Stout uses this Hegelian insight to offer a
richer model of moral discourse than the one allowed by Rawls. In
particular, he encourages religious citizens to articulate their
moral views frankly and openly in the public sphere, including views
with overtly religious content. Where agreement on the basis of
common norms is not possible, Stout encourages the practice of
immanent critique as a valid and respectful method of democratic
reasoning. As stated earlier, immanent critique need not entail the
acceptance of religious premises. It may, in fact, be inadequate to
the task of resolving moral disagreements. It does, however, offer
the opportunity for religious voices to be heard and accords
religious citizens qua citizens the respect of being
recognized as reasoning agents. Mutual recognition is core to the
Hegelian notion of expressive freedom. It not only shows respect to
the Other, but also and perhaps more importantly allows for the
possibility of self-critique. Put simply, immanent critique with
religious citizens allows for the possibility of new moral insights.
Such insights could only be the outcome of expressive freedom. As
Stout sees it, then, the issue at hand is very much one of freedom,
though of a kind not considered by Rawls.
Questioning Key Concepts in the Rawlsian
Project
In this section, I would like to present some
additional arguments for why I believe Rawls is largely vulnerable
to the above lines of criticism. These arguments stem in part from
Stout’s critique of Rawls, which I think is the strongest of the
above critiques. By highlighting the issue of expressive freedom,
Stout gets to what I believe is the heart of the matter, namely, the
meaning of certain concepts critical to the Rawlsian project. It
should be clear, for example, that the concept of freedom plays a
central role in Rawls’ deontological model. As Rawls (1971) states
in A Theory of Justice,
Each person possesses an inviolability founded
on justice that even the welfare of society as a whole cannot
override. For this reason justice denies that the loss of freedom
for some is made right by a greater good shared by others. It does
not allow that the sacrifices imposed on a few are outweighed by
the larger sum of advantages enjoyed by many. (1971: 3–4)
The concept of freedom appears repeatedly
throughout the text, as well as throughout Political Liberalism
and, given the description of justice above, not without good
reason. However, the concept of freedom is not very well theorized.
In fact, it might not be overstating the case to say that Rawls does
not actually offer a theory of freedom at all. To be fair, he does
offer, in language that seems rather antiquated, specific
conceptions of freedom, including “freedom of speech and assembly,”
“liberty of conscience and freedom of thought,” “the right to hold
property,” and “freedom from arbitrary arrest” (Rawls, 1971: 61).
Rawls does not, however, delve into the concept of freedom itself.
This would seem a rather odd omission. He does elsewhere distinguish
between the concept of justice and specific conceptions of justice
(see Rawls, 1971: 5). The same, however, cannot be said for his
understanding of freedom. Without a viable theory of freedom, it is
unclear how Rawls could defend himself against the charge that the
argument for constraint threatens a particular conception of
freedom, namely, the expressive freedom defended by Stout. It leaves
Rawls defenseless against the charge that, under his model, “the
loss of freedom for some is made right by a greater good shared by
others.”

Data records:
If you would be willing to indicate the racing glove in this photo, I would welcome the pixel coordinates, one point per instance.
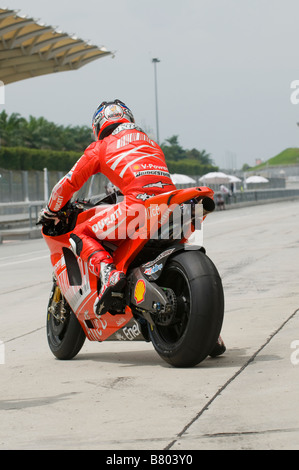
(46, 216)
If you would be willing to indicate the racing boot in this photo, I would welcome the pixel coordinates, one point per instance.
(218, 349)
(112, 286)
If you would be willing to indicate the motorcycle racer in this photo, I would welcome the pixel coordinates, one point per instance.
(132, 162)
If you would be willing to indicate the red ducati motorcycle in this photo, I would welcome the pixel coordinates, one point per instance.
(173, 296)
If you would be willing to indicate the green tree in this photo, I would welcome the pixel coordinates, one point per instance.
(172, 149)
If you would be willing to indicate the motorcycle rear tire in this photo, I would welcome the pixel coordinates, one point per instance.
(65, 339)
(200, 309)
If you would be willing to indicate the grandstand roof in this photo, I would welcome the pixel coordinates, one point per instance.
(29, 48)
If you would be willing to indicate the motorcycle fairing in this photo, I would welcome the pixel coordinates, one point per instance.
(153, 269)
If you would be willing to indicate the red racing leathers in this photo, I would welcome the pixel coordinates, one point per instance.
(132, 162)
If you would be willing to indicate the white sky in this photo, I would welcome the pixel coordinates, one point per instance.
(223, 80)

**Requirement:** From the passage on Rawls and freedom, list every specific conception of freedom that it says Rawls offers.

**The answer:**
- freedom of speech and assembly
- liberty of conscience and freedom of thought
- the right to hold property
- freedom from arbitrary arrest